>>>

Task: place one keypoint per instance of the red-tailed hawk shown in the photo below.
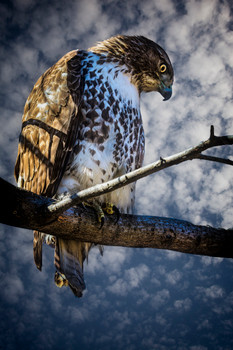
(82, 126)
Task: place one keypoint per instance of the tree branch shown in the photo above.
(26, 209)
(163, 163)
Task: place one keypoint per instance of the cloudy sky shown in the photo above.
(135, 298)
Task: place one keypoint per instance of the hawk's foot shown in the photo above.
(100, 210)
(111, 209)
(60, 280)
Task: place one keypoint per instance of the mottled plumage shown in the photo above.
(82, 126)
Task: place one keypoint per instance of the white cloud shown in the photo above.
(183, 305)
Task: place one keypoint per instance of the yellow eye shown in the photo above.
(163, 68)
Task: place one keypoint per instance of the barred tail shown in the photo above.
(68, 259)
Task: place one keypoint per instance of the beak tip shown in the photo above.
(166, 92)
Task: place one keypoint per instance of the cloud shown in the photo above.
(183, 305)
(139, 297)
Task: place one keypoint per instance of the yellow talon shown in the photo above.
(108, 208)
(60, 280)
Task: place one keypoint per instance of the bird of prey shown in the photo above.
(82, 126)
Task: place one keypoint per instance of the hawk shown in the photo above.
(82, 126)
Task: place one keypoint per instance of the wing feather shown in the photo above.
(49, 128)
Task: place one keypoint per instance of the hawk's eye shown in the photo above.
(163, 68)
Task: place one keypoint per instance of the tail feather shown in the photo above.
(68, 259)
(37, 249)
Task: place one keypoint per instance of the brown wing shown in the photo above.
(49, 127)
(48, 131)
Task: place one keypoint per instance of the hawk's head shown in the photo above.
(146, 61)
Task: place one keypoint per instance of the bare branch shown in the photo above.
(163, 163)
(26, 209)
(215, 159)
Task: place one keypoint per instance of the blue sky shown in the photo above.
(135, 298)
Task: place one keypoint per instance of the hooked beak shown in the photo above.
(165, 91)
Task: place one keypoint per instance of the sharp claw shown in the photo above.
(117, 212)
(101, 222)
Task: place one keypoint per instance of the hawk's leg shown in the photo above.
(111, 209)
(101, 210)
(60, 279)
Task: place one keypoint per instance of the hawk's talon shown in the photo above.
(117, 212)
(60, 279)
(107, 208)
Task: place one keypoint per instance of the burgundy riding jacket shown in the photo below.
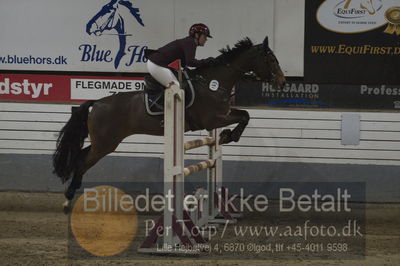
(183, 49)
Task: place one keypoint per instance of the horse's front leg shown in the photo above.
(235, 116)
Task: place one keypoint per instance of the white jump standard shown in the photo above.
(175, 232)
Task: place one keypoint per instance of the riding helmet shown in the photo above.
(199, 28)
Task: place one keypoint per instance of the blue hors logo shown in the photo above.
(111, 20)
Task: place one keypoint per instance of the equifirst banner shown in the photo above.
(352, 41)
(63, 89)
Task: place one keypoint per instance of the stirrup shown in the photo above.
(177, 92)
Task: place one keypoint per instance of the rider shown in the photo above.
(183, 49)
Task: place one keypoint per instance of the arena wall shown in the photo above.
(278, 145)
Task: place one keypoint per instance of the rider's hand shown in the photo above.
(211, 61)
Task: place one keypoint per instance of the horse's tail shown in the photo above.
(70, 142)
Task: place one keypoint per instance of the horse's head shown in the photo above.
(265, 65)
(368, 5)
(104, 19)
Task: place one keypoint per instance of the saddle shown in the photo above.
(154, 93)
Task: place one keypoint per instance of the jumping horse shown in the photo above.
(116, 117)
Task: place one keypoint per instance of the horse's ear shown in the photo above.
(265, 44)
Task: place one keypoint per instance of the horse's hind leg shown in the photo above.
(89, 157)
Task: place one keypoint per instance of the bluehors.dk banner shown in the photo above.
(352, 41)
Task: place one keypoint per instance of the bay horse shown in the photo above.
(116, 117)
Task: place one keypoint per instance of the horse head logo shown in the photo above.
(368, 5)
(112, 16)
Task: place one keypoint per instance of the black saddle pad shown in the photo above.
(154, 95)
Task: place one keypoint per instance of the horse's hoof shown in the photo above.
(67, 207)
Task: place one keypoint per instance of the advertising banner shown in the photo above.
(299, 94)
(63, 89)
(352, 41)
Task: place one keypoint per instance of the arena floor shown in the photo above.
(34, 231)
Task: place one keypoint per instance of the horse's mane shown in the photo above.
(228, 54)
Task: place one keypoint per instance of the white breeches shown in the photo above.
(161, 74)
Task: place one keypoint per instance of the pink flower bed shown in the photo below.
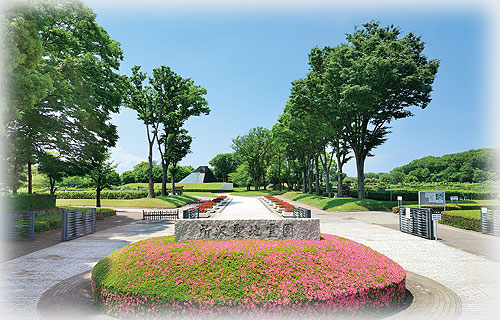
(160, 277)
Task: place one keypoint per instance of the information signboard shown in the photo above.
(431, 198)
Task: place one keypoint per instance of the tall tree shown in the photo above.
(180, 147)
(62, 73)
(369, 82)
(253, 148)
(139, 98)
(223, 164)
(175, 99)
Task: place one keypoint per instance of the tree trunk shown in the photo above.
(304, 177)
(98, 197)
(316, 184)
(309, 176)
(339, 177)
(151, 183)
(327, 179)
(52, 185)
(15, 172)
(360, 166)
(30, 178)
(174, 168)
(164, 179)
(280, 188)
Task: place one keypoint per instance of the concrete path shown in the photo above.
(24, 279)
(471, 278)
(241, 208)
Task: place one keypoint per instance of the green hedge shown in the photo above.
(129, 194)
(461, 222)
(105, 194)
(31, 201)
(412, 195)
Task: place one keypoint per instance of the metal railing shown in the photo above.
(490, 221)
(21, 225)
(299, 212)
(160, 215)
(77, 223)
(191, 213)
(416, 221)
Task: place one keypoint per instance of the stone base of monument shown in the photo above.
(289, 229)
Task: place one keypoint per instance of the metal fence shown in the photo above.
(490, 221)
(21, 225)
(299, 212)
(77, 223)
(191, 213)
(160, 215)
(416, 221)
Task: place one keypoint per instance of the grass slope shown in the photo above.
(158, 202)
(340, 204)
(187, 186)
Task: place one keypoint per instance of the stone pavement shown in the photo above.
(245, 208)
(457, 275)
(472, 277)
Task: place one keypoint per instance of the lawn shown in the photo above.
(471, 214)
(340, 204)
(54, 220)
(158, 202)
(202, 194)
(187, 186)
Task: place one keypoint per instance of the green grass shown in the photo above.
(471, 214)
(187, 186)
(340, 204)
(202, 194)
(253, 193)
(158, 202)
(54, 220)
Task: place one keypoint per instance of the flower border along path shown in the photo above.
(331, 276)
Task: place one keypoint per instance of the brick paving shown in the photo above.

<<<

THE EXERCISE: Print all of the entries word for word. Omit the pictures they contain.

TASK RESPONSE:
Task: place one keypoint per instance of the red-tailed hawk shown in the photo below.
(82, 126)
Task: place one keypoint per instance of the tree branch shown in the photo above.
(26, 209)
(163, 163)
Task: place one keypoint per instance of the cloudy sky shown in the photo above.
(135, 298)
Task: place one keypoint per instance of the hawk's foot shown in the photo above.
(100, 210)
(111, 209)
(60, 280)
Task: place one keypoint per instance of the mottled plumage shown in the photo above.
(82, 126)
Task: place one keypoint per instance of the white cloud shown in the photo above.
(183, 305)
Task: place one keypoint per instance of the yellow eye shown in the photo above.
(163, 68)
Task: place one keypoint per instance of the barred tail shown in the photo above.
(68, 259)
Task: place one keypoint per instance of the beak tip shown in the photo above.
(166, 92)
Task: place one keypoint per instance of the cloud shown in the photo above.
(183, 305)
(139, 297)
Task: place one keypoint per instance of the yellow talon shown in the photo above.
(108, 208)
(60, 280)
Task: place one keypoint per instance of the bird of prey shown in the photo above.
(82, 126)
Task: place one keypoint per instance of the hawk shown in the photo above.
(82, 126)
Task: place one keypoint per instance of the wing feather shown in the photo above.
(49, 128)
Task: place one keypoint per instance of the hawk's eye shown in the photo above.
(163, 68)
Task: place one keypoint per instance of the tail feather shown in the photo above.
(68, 259)
(37, 249)
Task: place one keypoint per instance of the brown wing shown in the photo above.
(49, 127)
(48, 131)
Task: place one keypoint per instance of the hawk's head shown in the photo above.
(146, 61)
Task: place one keypoint per instance of the bare branch shown in the photo above.
(163, 163)
(26, 209)
(215, 159)
Task: place one keypoint per instance of the blue sky shown in the photo above.
(135, 298)
Task: place one keypoint per instance of the hooked beak shown in the photo above.
(165, 91)
Task: place one keypoint per instance of the sharp claw shown in the photo above.
(117, 212)
(101, 222)
Task: place one keypoint per instance of the hawk's leg shown in the photo above.
(111, 209)
(101, 210)
(60, 279)
Task: place one keypoint per instance of the hawk's talon shown in the photo above.
(117, 212)
(60, 279)
(107, 208)
Task: place one keypoint per instance of the burgundy riding jacket shown in the photo below.
(183, 49)
Task: place one keypoint per instance of the horse's front leg shown in the photo above.
(235, 116)
Task: place one keypoint per instance of the white jump standard shown in the photo above.
(175, 232)
Task: place one keypoint per instance of the riding helmet shown in the photo above.
(199, 28)
Task: place one keypoint per instance of the blue hors logo shown in the photo above.
(111, 20)
Task: place one keypoint per instance of the equifirst banner shown in the photo above.
(352, 41)
(63, 89)
Task: place one keypoint per instance of the stirrup shown in the photo above.
(177, 92)
Task: place one keypoint per instance of the rider shown in the photo above.
(183, 49)
Task: place one keypoint per instance of the arena wall shown in the photo above.
(278, 145)
Task: place one keypoint per instance of the rider's hand shown in the photo above.
(211, 61)
Task: place one keypoint per instance of the horse's tail shown in the photo above.
(70, 142)
Task: place one keypoint per instance of the horse's head shown in the photo above.
(265, 65)
(368, 5)
(104, 19)
Task: place one keypoint per instance of the saddle shown in the photo above.
(154, 93)
Task: place one keypoint per instance of the jumping horse shown in the photo above.
(116, 117)
Task: place one keypoint per instance of the horse's ear shown in the photo above.
(265, 44)
Task: place one keypoint per instance of the horse's hind leg shown in the photo above.
(89, 157)
Task: place one keypoint per instance of the bluehors.dk banner shown in the photo above.
(352, 41)
Task: place one keypoint per instance of the bay horse shown in the photo above.
(116, 117)
Task: place one keypoint per instance of the horse head logo shown in the photo above.
(368, 5)
(112, 16)
Task: place one keypoint per instance of the black saddle pad shown in the photo above.
(154, 95)
Task: place one keypoint per instance of the horse's hoof shown in the photo above.
(67, 207)
Task: place one keypoint per instance of the advertising banner shown in the photo above.
(299, 94)
(63, 89)
(352, 41)
Task: place one keypoint per instance of the arena floor shown in the photo above.
(34, 231)
Task: place one keypoint per instance of the horse's mane shown in the photo above.
(228, 54)
Task: place one keypoint per instance of the white breeches shown in the photo above.
(161, 74)
Task: place one keypoint per instance of the pink flower bed shown in the photo below.
(160, 277)
Task: place one keypoint per instance of the information signboard shown in the photo above.
(431, 198)
Task: place one keypoint per instance of the tall tree shown in the photo above.
(180, 147)
(62, 73)
(369, 82)
(253, 148)
(139, 98)
(223, 164)
(175, 99)
Task: place one keypoint per instance of the tree trunk shown in the photo above.
(304, 177)
(98, 197)
(316, 184)
(309, 176)
(339, 177)
(151, 183)
(327, 179)
(52, 185)
(15, 172)
(360, 166)
(30, 178)
(174, 168)
(164, 179)
(280, 188)
Task: place one keypoint per instance of the concrete path shown in the photo above.
(24, 279)
(471, 278)
(241, 208)
Task: place one keypoint per instance of the green hedge shown in the photo above.
(129, 194)
(461, 222)
(105, 194)
(31, 201)
(412, 195)
Task: place one keypoint per instance of the metal railing shown in the photo above.
(490, 221)
(21, 225)
(299, 212)
(160, 215)
(77, 223)
(191, 213)
(416, 221)
Task: place one keypoint per instance of the stone base of monument shown in the photo above.
(289, 229)
Task: place one keypoint per instance of the metal fence shown in the photo above.
(490, 221)
(21, 225)
(299, 212)
(77, 223)
(191, 213)
(160, 215)
(416, 221)
Task: place one keypoint per instance of the grass slope shown in the photo above.
(158, 202)
(340, 204)
(187, 186)
Task: place one keypoint per instance of the stone pavement shown in the photo above.
(245, 208)
(457, 275)
(472, 277)
Task: place one keypoint per instance of the lawn shown in the photo above.
(471, 214)
(340, 204)
(54, 220)
(158, 202)
(202, 194)
(187, 186)
Task: place one keypoint per instance of the green grass shown in the photo above.
(471, 214)
(187, 186)
(340, 204)
(202, 194)
(253, 193)
(158, 202)
(54, 220)
Task: place one keypoint per instance of the flower border along path shown in the photo above.
(331, 276)
Task: place one keypoint per instance of the brick paving shown in the photo above.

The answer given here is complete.